◆ **AIM**: Put every line of the material below into a numbered list, leaving out blank lines and the pictures.

====== EXTRACTED MATERIAL

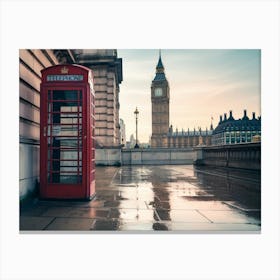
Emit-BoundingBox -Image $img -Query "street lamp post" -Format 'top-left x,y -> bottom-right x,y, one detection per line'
134,107 -> 139,149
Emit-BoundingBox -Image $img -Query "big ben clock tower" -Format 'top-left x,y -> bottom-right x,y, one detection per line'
151,54 -> 169,148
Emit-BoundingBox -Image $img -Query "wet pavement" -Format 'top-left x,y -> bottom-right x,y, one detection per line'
20,165 -> 261,233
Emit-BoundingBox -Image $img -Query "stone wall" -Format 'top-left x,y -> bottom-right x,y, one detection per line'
95,148 -> 122,166
19,49 -> 59,199
195,143 -> 261,170
121,148 -> 196,165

============

◆ **RESULT OF THIS EXERCISE**:
1. Emit-BoundingBox -Image $img -Query "street lamp post" -Format 'top-left x,y -> bottom-right x,y, one detection per line'
2. 134,107 -> 139,149
3. Emit-BoundingBox -Image $img -Query "big ben clock tower" -Format 'top-left x,y -> bottom-right x,y, one detection per line'
4. 151,54 -> 169,148
5. Emit-BoundingBox -Image $img -Query "wet pavement" -Format 'top-left x,y -> bottom-right x,y, one detection per line'
6. 20,165 -> 261,233
7. Emit-BoundingBox -Image $img -Query "stone wall" -Format 'top-left x,y -> bottom-right x,y, one detection per line'
8. 95,148 -> 122,166
9. 19,49 -> 59,199
10. 195,143 -> 261,170
11. 121,148 -> 196,165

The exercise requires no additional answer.